Set task: List every line in the listing that contains the string "shirt", treating uppercase and lowercase letters as distinct.

____

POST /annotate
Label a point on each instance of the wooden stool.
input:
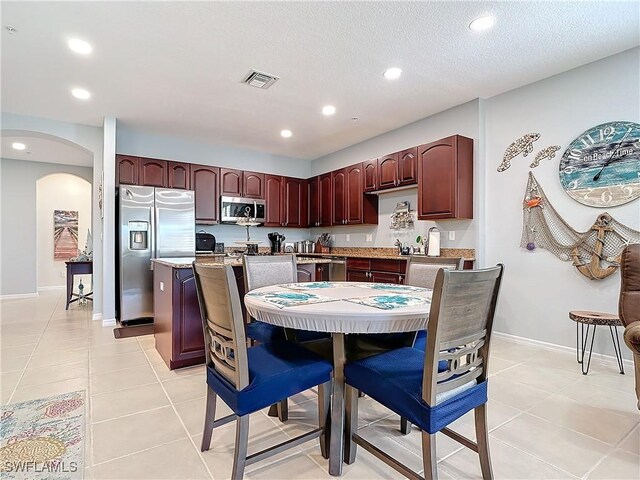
(594, 319)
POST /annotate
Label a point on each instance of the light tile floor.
(144, 421)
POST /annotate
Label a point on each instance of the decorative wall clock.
(601, 168)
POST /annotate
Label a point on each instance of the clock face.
(601, 167)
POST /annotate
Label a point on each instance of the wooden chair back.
(262, 271)
(224, 336)
(422, 271)
(459, 330)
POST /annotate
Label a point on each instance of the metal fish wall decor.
(522, 145)
(549, 152)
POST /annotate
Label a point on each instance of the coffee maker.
(276, 242)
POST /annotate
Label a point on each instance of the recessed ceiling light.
(482, 23)
(328, 110)
(392, 73)
(79, 46)
(80, 93)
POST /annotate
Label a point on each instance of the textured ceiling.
(44, 150)
(175, 67)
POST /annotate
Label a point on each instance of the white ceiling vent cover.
(260, 79)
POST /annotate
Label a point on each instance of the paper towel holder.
(432, 248)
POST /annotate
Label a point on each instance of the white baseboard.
(562, 348)
(108, 322)
(18, 295)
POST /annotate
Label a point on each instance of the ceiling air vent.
(260, 79)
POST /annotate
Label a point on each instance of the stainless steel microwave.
(234, 208)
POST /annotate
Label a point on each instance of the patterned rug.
(43, 438)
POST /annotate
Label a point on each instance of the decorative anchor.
(593, 270)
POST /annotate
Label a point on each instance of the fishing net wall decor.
(595, 253)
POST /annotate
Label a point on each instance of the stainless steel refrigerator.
(154, 223)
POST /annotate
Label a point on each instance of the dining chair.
(412, 382)
(422, 272)
(249, 379)
(263, 271)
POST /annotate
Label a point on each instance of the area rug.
(43, 438)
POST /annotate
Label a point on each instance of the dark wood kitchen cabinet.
(127, 170)
(152, 172)
(179, 175)
(176, 317)
(294, 203)
(370, 172)
(273, 198)
(237, 183)
(253, 185)
(205, 180)
(408, 166)
(445, 174)
(388, 171)
(351, 206)
(230, 182)
(320, 201)
(339, 187)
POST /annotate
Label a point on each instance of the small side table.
(594, 319)
(77, 268)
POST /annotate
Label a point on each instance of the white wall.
(539, 289)
(135, 142)
(60, 191)
(87, 138)
(463, 120)
(18, 221)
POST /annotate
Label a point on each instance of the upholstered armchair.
(629, 307)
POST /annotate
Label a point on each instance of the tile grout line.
(24, 369)
(186, 430)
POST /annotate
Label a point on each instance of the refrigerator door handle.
(156, 214)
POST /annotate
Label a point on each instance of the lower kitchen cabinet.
(176, 317)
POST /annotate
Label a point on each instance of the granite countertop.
(391, 253)
(186, 262)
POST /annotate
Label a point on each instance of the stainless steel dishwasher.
(338, 269)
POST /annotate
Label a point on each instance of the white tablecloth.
(342, 316)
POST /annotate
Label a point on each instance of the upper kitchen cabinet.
(236, 183)
(351, 206)
(179, 175)
(320, 201)
(253, 185)
(152, 172)
(408, 166)
(127, 170)
(294, 203)
(286, 200)
(370, 172)
(230, 182)
(273, 199)
(205, 180)
(445, 179)
(395, 170)
(388, 171)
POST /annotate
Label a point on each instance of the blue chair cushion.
(421, 341)
(394, 379)
(264, 332)
(277, 370)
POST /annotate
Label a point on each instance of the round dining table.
(341, 308)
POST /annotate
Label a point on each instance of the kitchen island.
(177, 323)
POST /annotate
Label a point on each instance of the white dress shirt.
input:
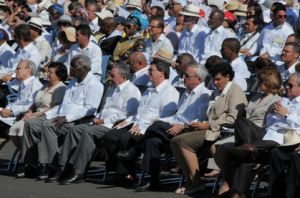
(141, 77)
(93, 51)
(285, 74)
(277, 125)
(121, 102)
(192, 42)
(6, 54)
(161, 42)
(251, 44)
(240, 68)
(214, 40)
(80, 100)
(26, 94)
(156, 103)
(44, 47)
(29, 52)
(272, 39)
(192, 106)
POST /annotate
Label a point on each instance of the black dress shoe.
(73, 179)
(127, 155)
(149, 186)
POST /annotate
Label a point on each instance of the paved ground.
(28, 188)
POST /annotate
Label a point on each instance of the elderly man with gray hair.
(43, 135)
(122, 101)
(193, 105)
(27, 91)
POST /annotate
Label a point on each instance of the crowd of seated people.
(144, 78)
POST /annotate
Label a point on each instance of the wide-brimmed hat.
(242, 10)
(70, 33)
(36, 22)
(134, 4)
(291, 138)
(104, 14)
(218, 3)
(164, 55)
(191, 10)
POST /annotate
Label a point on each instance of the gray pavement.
(29, 188)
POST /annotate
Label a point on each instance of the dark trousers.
(156, 141)
(285, 183)
(117, 140)
(237, 167)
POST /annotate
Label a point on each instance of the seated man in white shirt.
(230, 52)
(121, 102)
(192, 107)
(26, 51)
(249, 39)
(158, 101)
(27, 91)
(157, 38)
(86, 47)
(81, 100)
(139, 68)
(274, 35)
(216, 36)
(290, 55)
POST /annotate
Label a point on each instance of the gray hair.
(200, 72)
(81, 61)
(123, 68)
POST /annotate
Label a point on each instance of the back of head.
(22, 32)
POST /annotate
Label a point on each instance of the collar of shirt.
(28, 80)
(123, 85)
(219, 29)
(236, 61)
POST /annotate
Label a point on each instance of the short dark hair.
(22, 32)
(84, 30)
(233, 44)
(222, 68)
(212, 61)
(163, 67)
(161, 23)
(61, 70)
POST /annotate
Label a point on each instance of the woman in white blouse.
(49, 96)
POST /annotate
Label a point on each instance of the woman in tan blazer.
(225, 104)
(251, 128)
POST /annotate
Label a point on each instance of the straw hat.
(134, 4)
(242, 10)
(104, 14)
(36, 22)
(191, 10)
(70, 33)
(164, 55)
(291, 138)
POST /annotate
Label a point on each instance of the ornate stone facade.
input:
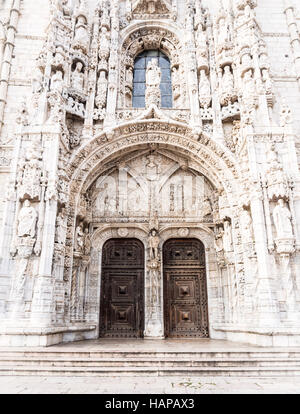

____

Task result:
Label a point on each instance of the white dress shirt.
Label a point on each instance of the seated man in white shirt.
Label a point on each instance of the collar of shirt.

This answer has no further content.